### Exercise material
_____

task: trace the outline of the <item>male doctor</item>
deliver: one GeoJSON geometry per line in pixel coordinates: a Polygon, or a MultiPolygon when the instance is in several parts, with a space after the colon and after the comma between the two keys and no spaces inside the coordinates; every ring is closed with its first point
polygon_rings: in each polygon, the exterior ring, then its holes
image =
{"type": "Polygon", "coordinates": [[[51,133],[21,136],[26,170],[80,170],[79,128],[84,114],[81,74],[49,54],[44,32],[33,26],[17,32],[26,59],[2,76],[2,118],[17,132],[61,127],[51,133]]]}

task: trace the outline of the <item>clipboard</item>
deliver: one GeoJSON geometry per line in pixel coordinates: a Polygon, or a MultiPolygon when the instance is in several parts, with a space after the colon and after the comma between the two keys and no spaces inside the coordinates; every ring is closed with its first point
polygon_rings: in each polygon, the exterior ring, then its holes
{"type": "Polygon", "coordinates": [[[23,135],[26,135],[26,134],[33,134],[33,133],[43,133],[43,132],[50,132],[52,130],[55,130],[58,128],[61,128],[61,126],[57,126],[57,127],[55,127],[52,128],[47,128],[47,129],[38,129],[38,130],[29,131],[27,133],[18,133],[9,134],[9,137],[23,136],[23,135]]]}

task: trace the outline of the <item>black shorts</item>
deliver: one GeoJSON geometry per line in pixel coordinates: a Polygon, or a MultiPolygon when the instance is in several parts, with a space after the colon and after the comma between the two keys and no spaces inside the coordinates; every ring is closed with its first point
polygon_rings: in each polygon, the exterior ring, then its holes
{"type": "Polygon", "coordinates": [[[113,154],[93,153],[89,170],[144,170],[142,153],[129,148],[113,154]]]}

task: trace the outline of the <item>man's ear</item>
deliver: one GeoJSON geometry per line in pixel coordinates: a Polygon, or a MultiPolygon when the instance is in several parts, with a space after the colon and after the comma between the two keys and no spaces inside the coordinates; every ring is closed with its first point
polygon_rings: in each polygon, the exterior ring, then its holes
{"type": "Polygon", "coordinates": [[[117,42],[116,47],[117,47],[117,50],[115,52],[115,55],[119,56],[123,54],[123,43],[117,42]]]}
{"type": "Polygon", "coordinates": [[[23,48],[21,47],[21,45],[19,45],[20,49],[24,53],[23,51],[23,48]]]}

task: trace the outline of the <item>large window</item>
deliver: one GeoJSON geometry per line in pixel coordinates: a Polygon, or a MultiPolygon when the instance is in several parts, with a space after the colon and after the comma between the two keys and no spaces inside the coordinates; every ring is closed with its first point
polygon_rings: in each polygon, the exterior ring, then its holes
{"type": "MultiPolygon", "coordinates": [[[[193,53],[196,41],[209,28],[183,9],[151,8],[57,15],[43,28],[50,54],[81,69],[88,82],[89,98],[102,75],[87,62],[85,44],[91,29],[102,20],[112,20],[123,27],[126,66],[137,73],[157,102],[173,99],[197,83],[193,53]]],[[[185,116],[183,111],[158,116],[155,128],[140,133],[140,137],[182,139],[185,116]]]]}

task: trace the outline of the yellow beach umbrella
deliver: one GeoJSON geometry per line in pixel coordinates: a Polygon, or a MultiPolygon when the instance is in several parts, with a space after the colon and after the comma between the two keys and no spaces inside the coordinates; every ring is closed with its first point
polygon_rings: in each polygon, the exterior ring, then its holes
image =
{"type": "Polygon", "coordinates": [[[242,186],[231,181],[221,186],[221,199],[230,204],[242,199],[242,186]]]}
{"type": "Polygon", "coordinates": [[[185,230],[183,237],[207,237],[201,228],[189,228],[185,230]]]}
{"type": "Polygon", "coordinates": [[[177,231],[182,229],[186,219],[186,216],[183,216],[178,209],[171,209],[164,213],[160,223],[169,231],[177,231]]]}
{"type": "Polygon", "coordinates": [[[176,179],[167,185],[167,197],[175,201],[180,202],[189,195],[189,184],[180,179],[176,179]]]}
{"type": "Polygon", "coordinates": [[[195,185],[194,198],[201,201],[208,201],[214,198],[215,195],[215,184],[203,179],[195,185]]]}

_____

### Task
Format every line of the listing above, skipping blank lines, as a Markdown table with two columns: Row for the row number and Line for the line.

### Solution below
| Row | Line |
|---|---|
| 1 | task: trace the outline of the <item>male doctor</item> |
| 2 | deliver: one GeoJSON geometry per line in pixel coordinates: a Polygon, or a MultiPolygon when the instance is in several parts, with a space after the colon and after the comma between the two keys and no spaces inside the coordinates; every ring is closed with its first point |
| 3 | polygon_rings: in each polygon, the exterior ring, then its holes |
| 4 | image = |
| 5 | {"type": "Polygon", "coordinates": [[[51,133],[21,136],[26,170],[80,170],[79,128],[84,114],[81,74],[49,54],[44,32],[33,26],[17,32],[26,59],[2,76],[2,118],[17,132],[61,127],[51,133]]]} |
| 6 | task: trace the outline of the <item>clipboard</item> |
| 7 | deliver: one GeoJSON geometry per line in pixel coordinates: a Polygon, or a MultiPolygon when the instance is in several parts, with a space after the colon and after the comma between the two keys and no spaces inside the coordinates; every ring is closed with its first point |
| 8 | polygon_rings: in each polygon, the exterior ring, then its holes |
| 9 | {"type": "Polygon", "coordinates": [[[23,135],[26,135],[26,134],[33,134],[33,133],[43,133],[43,132],[50,132],[52,130],[55,130],[58,128],[61,128],[61,126],[57,126],[57,127],[55,127],[52,128],[47,128],[47,129],[38,129],[38,130],[29,131],[27,133],[18,133],[9,134],[9,137],[23,136],[23,135]]]} |
| 10 | task: trace the outline of the <item>black shorts</item> |
| 11 | deliver: one GeoJSON geometry per line in pixel coordinates: a Polygon, or a MultiPolygon when the instance is in several parts, with a space after the colon and after the comma between the two keys and no spaces inside the coordinates; every ring is closed with its first point |
| 12 | polygon_rings: in each polygon, the exterior ring, then its holes |
| 13 | {"type": "Polygon", "coordinates": [[[113,154],[93,153],[89,170],[144,170],[142,153],[129,148],[113,154]]]} |
| 14 | task: trace the outline of the <item>man's ear</item> |
| 15 | deliver: one GeoJSON geometry per line in pixel coordinates: a Polygon, or a MultiPolygon when the instance is in several parts, with a space after the colon and after the comma between the two keys and no spaces inside the coordinates; every ring is closed with its first point |
| 16 | polygon_rings: in each polygon, the exterior ring, then its holes |
| 17 | {"type": "Polygon", "coordinates": [[[117,42],[116,47],[117,47],[117,50],[115,52],[115,55],[119,56],[123,54],[123,43],[117,42]]]} |
| 18 | {"type": "Polygon", "coordinates": [[[23,48],[21,47],[21,45],[19,45],[20,49],[24,53],[23,51],[23,48]]]} |
| 19 | task: trace the outline of the <item>large window</item> |
| 20 | deliver: one GeoJSON geometry per line in pixel coordinates: a Polygon, or a MultiPolygon when the instance is in several parts, with a space after the colon and after the comma between the two keys and no spaces inside the coordinates; every ring is closed with its first point |
| 21 | polygon_rings: in each polygon, the exterior ring, then its holes |
| 22 | {"type": "MultiPolygon", "coordinates": [[[[193,53],[196,41],[209,28],[183,9],[151,8],[57,15],[43,28],[50,54],[81,69],[88,82],[89,98],[102,75],[87,62],[85,44],[91,29],[102,20],[112,20],[123,27],[126,66],[137,73],[157,102],[173,99],[197,83],[193,53]]],[[[185,116],[183,111],[158,116],[155,128],[140,133],[140,137],[182,139],[185,116]]]]} |
| 23 | task: trace the outline of the yellow beach umbrella |
| 24 | deliver: one GeoJSON geometry per line in pixel coordinates: a Polygon, or a MultiPolygon when the instance is in several parts, with a space after the colon and after the comma between the two keys and no spaces inside the coordinates; every ring is closed with its first point |
| 25 | polygon_rings: in each polygon, the exterior ring, then its holes |
| 26 | image = |
| 27 | {"type": "Polygon", "coordinates": [[[242,186],[231,181],[221,186],[221,199],[230,204],[242,199],[242,186]]]} |
| 28 | {"type": "Polygon", "coordinates": [[[185,230],[183,237],[207,237],[201,228],[189,228],[185,230]]]} |
| 29 | {"type": "Polygon", "coordinates": [[[177,231],[182,229],[186,219],[186,216],[183,216],[178,209],[171,209],[164,213],[160,223],[169,231],[177,231]]]} |
| 30 | {"type": "Polygon", "coordinates": [[[176,179],[167,185],[167,197],[175,201],[180,202],[189,195],[189,184],[180,179],[176,179]]]} |
| 31 | {"type": "Polygon", "coordinates": [[[195,185],[194,198],[201,201],[208,201],[214,198],[215,195],[215,184],[203,179],[195,185]]]} |